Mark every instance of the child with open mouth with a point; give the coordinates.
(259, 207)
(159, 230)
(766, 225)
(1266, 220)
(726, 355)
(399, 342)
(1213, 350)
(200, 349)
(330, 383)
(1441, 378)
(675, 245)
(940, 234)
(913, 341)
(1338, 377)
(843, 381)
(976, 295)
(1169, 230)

Exercise details » Format every line of the rows above as a JSON list of strings, one string per line, with blank lines omitted.

Answer to this problem »
[
  "Mark every instance of the child with open mouth with a point; give the coordinates.",
  "(259, 207)",
  "(159, 230)",
  "(766, 225)",
  "(1266, 220)",
  "(726, 355)",
  "(399, 342)",
  "(1213, 350)",
  "(200, 349)",
  "(330, 383)",
  "(1441, 378)",
  "(675, 245)",
  "(940, 234)",
  "(913, 341)",
  "(1338, 377)",
  "(843, 381)",
  "(976, 295)",
  "(1169, 230)"
]